Link-Mad Response: American Reading Habits Will Surprise You

Okay, so if you work in books or read a lot you've probably heard about this: the recent AP/Ipsos poll on American reading habits (the whole thing is downloadable from their website - click on the August 21 survey, then the "Topline results" button), commonly reported in the following way: "One in four adults read no books last year."

I met with a potential bookstore investor the other day, someone who loves reading but doesn't work in the industry, and even he had heard about it: "Didn't someone show that fewer people are reading now?" he asked. And that is how most people have interpreted these results.

(Why is the survey NOT described "Seventy-five percent of Americans read a book last year?")

John Freeman of the National Book Critics Circle, blogging at the Guardian, used the poll as a taking-off point (or evidence) for an unhappy piece about reading in America, apparently inspired by a trip to Vegas (which I admit, depresses me too). He, too, described the survey results as part of a trend: "Now a study has put a figure on the decline of reading in the US." I like John Freeman a lot -- I've worked with him on events, and he's an incredibly smart and well-read person and a great advocate for books, criticism and literacy. But this time I have to disagree, and admit his assumptions make me a little mad.

(Why didn't the survey ask how many books Americans read the year before?)

I've been hearing about the Ipsos poll all week, but I came to John Freeman's piece the back way, through this response from crime writer/blogger Meg Gardiner, and some of her objections got me thinking. (For example, there are apparently a number of bookstores in Las Vegas.)

__EXTRACTED DATA__.

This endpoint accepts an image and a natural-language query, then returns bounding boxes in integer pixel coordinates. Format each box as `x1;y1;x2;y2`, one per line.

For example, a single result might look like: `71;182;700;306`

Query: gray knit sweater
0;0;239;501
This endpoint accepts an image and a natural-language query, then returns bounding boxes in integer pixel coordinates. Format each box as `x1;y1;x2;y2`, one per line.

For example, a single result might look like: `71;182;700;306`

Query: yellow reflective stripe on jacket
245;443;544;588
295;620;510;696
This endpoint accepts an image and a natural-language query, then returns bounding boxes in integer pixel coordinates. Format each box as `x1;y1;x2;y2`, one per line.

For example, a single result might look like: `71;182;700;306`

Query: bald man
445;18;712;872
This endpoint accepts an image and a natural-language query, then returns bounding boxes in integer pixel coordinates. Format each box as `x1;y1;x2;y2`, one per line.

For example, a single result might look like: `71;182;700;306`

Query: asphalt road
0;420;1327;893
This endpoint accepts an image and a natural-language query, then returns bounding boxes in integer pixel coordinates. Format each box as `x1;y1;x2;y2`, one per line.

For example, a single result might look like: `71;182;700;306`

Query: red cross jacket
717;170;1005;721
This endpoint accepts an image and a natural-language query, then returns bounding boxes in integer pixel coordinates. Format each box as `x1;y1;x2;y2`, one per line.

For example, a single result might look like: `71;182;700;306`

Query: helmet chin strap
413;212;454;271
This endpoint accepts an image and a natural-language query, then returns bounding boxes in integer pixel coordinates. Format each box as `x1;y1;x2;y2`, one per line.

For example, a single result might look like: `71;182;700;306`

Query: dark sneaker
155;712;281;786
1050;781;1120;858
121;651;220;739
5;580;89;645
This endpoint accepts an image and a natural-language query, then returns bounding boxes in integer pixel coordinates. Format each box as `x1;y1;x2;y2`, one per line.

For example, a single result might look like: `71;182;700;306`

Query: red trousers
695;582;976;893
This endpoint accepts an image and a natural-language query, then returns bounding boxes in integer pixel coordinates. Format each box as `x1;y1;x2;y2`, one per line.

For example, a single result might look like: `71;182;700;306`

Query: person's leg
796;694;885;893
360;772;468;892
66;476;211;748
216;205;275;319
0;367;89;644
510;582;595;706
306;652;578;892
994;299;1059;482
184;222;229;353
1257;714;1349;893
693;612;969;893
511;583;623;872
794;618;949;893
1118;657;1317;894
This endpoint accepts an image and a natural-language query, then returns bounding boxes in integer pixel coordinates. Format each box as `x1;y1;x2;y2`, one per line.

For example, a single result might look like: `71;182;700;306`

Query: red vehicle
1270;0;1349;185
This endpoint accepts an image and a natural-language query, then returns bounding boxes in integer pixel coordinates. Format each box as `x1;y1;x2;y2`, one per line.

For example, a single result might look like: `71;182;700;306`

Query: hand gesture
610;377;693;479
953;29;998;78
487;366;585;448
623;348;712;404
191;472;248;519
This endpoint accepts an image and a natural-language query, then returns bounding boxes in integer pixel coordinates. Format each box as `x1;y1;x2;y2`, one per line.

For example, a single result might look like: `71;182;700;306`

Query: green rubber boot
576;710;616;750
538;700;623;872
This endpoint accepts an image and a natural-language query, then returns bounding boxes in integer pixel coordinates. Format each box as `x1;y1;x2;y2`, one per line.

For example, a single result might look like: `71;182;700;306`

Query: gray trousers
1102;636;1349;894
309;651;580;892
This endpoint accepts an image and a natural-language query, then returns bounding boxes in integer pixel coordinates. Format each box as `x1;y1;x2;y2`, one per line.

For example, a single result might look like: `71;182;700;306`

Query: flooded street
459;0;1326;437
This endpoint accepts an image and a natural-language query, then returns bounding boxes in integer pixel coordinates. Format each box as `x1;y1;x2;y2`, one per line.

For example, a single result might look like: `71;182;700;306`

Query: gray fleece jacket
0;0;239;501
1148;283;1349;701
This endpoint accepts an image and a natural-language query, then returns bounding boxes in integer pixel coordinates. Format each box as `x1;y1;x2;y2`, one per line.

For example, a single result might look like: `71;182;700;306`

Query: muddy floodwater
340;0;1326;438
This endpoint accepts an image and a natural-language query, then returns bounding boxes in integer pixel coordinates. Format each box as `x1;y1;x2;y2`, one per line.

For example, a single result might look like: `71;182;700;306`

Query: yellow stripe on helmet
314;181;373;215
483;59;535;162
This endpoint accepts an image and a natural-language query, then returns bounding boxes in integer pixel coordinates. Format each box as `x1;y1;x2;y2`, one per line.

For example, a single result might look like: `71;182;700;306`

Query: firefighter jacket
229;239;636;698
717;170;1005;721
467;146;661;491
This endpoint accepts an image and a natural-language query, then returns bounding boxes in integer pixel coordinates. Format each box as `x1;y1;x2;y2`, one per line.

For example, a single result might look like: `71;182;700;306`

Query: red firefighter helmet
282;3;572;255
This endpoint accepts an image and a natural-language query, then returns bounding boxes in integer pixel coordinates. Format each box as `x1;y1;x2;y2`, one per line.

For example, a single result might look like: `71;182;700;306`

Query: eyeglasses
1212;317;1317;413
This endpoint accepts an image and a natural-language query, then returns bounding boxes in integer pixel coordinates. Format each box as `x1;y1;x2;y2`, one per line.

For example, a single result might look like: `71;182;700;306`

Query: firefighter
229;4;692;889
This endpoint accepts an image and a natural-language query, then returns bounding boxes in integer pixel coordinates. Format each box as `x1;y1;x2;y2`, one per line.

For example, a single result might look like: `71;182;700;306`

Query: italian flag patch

__PROMPT 1__. Copy each line of the listing that contains the word "jacket". Case counts.
__PROMPT 2__. Extend the post on American reading habits, starting right after its last sentence.
The listing has no connection to the post on American reading habits.

__FINAL ANSWER 1__.
Query: yellow reflective stripe on jacket
Query: red cross jacket
Query: gray fleece jacket
Query: firefighter jacket

__FINAL ANSWER 2__.
Remember in 2004, when the National Endowment for the Arts led by Dana Gioia released the Reading at Risk survey, and everyone in the book world got really sad and scared? If you don't, you can read about it and download the whole thing here on the NEA site. The flap over that survey, which also made me a little mad, was probably part of why I started blogging. Along with its counterpoint, Kevin Smokler's fantastically smart and optimistic little collection Bookmark Now (brought to you here courtesy of Google Books), I started thinking that there ought to be more voices for the realistically bright side of change in the world of books.

But here's the thing that gets me, the realization that made me laugh out loud while I was cleaning the house this weekend:

The NEA survey states that 56% of Americans read any book in 2002 (that's ANY book, not just "literary works," which the survey focuses on.)

The AP/Ipsos survey say that 73% of Americans read any book last year (i.e. in 2006).

Therefore, if these two respected organizations are to be believed...

AMERICANS READ MORE LAST YEAR THAN THEY READ FIVE YEARS AGO.

I'm going to repeat that, in case you missed it. The NEA declared that half of Americans had NOT read a book in 2002. AP/Ipsos declared that one in four Americans had NOT read a book in 2006. All the while, half of Americans DID read a book in 2002, and three quarters of Americans DID read a book in 2006.

Three-quarters is more than half.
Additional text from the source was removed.